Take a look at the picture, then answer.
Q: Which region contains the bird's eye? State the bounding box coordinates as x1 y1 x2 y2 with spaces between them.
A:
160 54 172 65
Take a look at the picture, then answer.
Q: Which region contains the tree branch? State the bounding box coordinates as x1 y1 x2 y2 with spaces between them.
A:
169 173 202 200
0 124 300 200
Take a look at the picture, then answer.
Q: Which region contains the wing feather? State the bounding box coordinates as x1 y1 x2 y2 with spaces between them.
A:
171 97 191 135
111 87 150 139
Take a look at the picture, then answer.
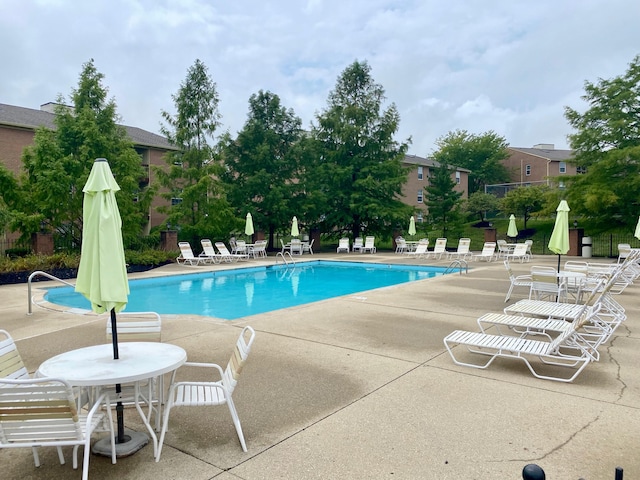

* [GIVEN TASK]: Put every line of the rows above into a JSON list of strings, one string per line and no blank lines. Leave the pictures out.

* [EXERCISE ANSWER]:
[
  "Take a look at the picture, then answer.",
  "Q: Which region contains the bird's eye? State the bounding box coordinates as x1 y1 x2 y2 with spaces between them.",
  "A:",
  "160 54 172 65",
  "Take a look at the picture, then answer.",
  "Q: Which region contains the tree branch? State the bounding box coordinates as x1 y1 x2 y2 with spaces between them.",
  "A:",
  "169 173 202 200",
  "0 124 300 200",
  "Take a look at the picture, then answer.",
  "Q: Which region contains the wing feather? State the bounding box coordinates as x1 y1 x2 y2 with spaces between them.",
  "A:",
  "171 97 191 135",
  "111 87 150 139",
  "Take a look at the picture, then answer."
]